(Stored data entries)
━━━━━━━━━━━━━━━━━━━━

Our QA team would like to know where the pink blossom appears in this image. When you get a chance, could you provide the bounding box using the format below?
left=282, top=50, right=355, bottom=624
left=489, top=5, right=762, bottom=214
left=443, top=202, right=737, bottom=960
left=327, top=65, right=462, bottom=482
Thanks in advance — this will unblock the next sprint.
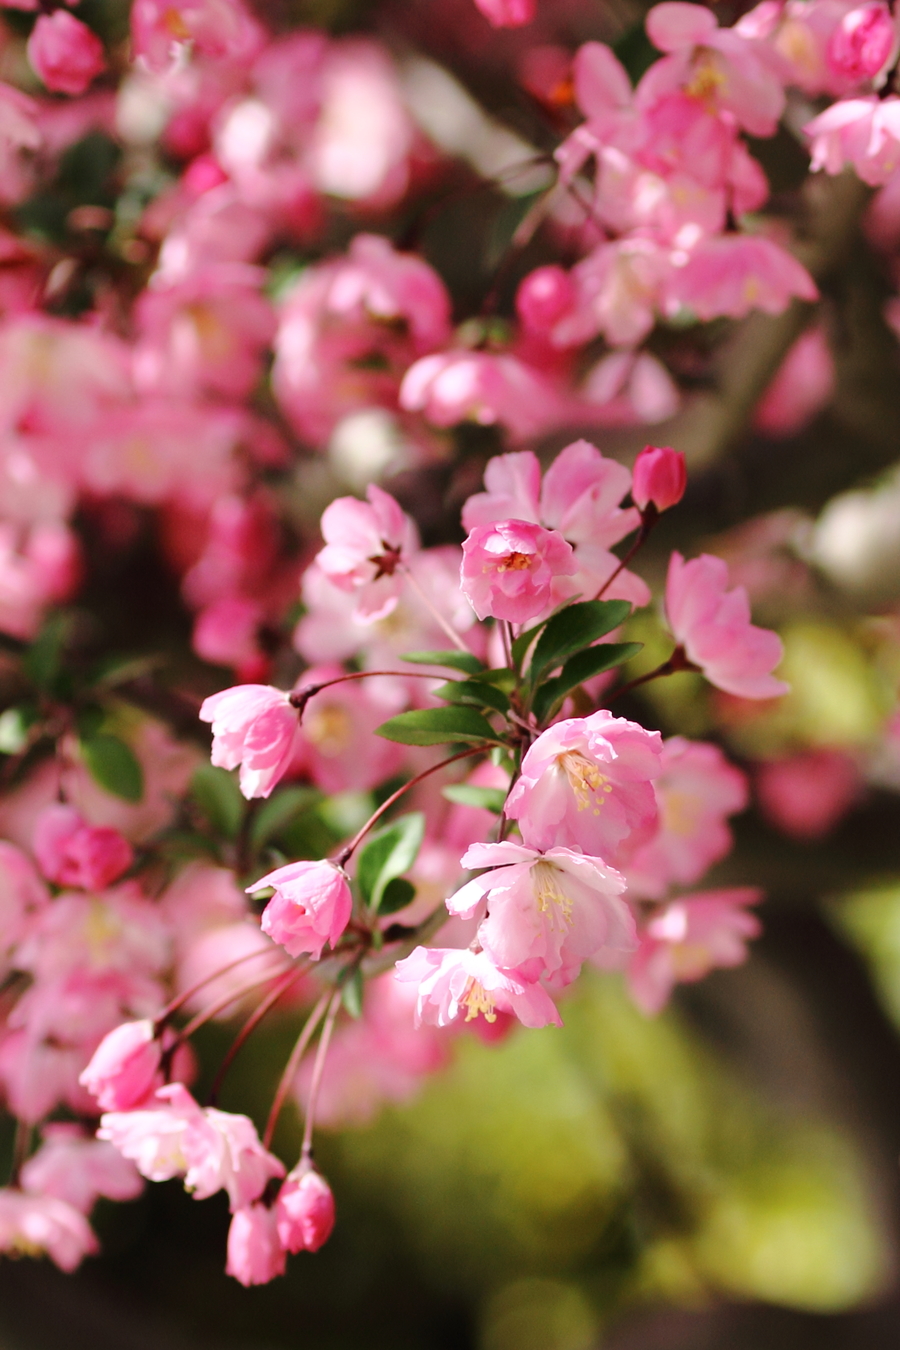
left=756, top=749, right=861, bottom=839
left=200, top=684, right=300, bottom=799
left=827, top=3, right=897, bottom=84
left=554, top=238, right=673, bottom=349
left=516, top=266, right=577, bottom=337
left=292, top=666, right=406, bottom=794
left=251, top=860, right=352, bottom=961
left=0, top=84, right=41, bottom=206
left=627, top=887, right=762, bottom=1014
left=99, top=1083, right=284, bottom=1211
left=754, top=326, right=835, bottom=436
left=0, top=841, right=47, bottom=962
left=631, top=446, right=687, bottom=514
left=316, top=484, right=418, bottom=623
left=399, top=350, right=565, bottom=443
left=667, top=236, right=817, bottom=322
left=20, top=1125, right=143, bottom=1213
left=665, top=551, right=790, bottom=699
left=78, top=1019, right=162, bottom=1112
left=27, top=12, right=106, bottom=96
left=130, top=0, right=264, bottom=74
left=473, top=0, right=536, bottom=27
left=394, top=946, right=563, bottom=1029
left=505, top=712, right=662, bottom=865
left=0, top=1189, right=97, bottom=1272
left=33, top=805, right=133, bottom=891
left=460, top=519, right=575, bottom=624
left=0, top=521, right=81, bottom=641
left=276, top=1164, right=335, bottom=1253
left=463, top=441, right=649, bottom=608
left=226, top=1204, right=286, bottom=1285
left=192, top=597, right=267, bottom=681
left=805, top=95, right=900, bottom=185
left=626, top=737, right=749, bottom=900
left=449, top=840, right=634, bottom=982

━━━━━━━━━━━━━━━━━━━━

TRY IT:
Print every entry above verbatim but drop the images.

WRITTEN SOLUTION:
Our QA team would like to know where the pink blossom appears in this image. When you get a chance, could you provide the bounding box using the format below?
left=282, top=50, right=355, bottom=624
left=489, top=5, right=762, bottom=214
left=443, top=202, right=737, bottom=960
left=327, top=65, right=462, bottom=482
Thanks in advance — this will unblock the next sprint.
left=756, top=749, right=861, bottom=839
left=200, top=684, right=300, bottom=799
left=827, top=3, right=897, bottom=84
left=554, top=238, right=673, bottom=349
left=516, top=266, right=577, bottom=337
left=292, top=666, right=406, bottom=794
left=251, top=860, right=352, bottom=961
left=0, top=84, right=41, bottom=206
left=627, top=887, right=762, bottom=1014
left=99, top=1083, right=284, bottom=1211
left=754, top=326, right=835, bottom=436
left=0, top=841, right=47, bottom=962
left=631, top=446, right=687, bottom=514
left=316, top=484, right=418, bottom=623
left=399, top=350, right=565, bottom=443
left=667, top=236, right=817, bottom=322
left=20, top=1125, right=143, bottom=1213
left=665, top=551, right=790, bottom=699
left=78, top=1019, right=162, bottom=1112
left=27, top=12, right=106, bottom=96
left=130, top=0, right=264, bottom=74
left=473, top=0, right=536, bottom=27
left=394, top=946, right=563, bottom=1029
left=505, top=712, right=662, bottom=865
left=0, top=1189, right=97, bottom=1272
left=33, top=805, right=133, bottom=891
left=460, top=519, right=575, bottom=624
left=0, top=521, right=81, bottom=641
left=276, top=1164, right=335, bottom=1253
left=463, top=441, right=649, bottom=608
left=226, top=1204, right=286, bottom=1285
left=192, top=597, right=267, bottom=681
left=805, top=95, right=900, bottom=185
left=626, top=737, right=749, bottom=900
left=449, top=840, right=634, bottom=982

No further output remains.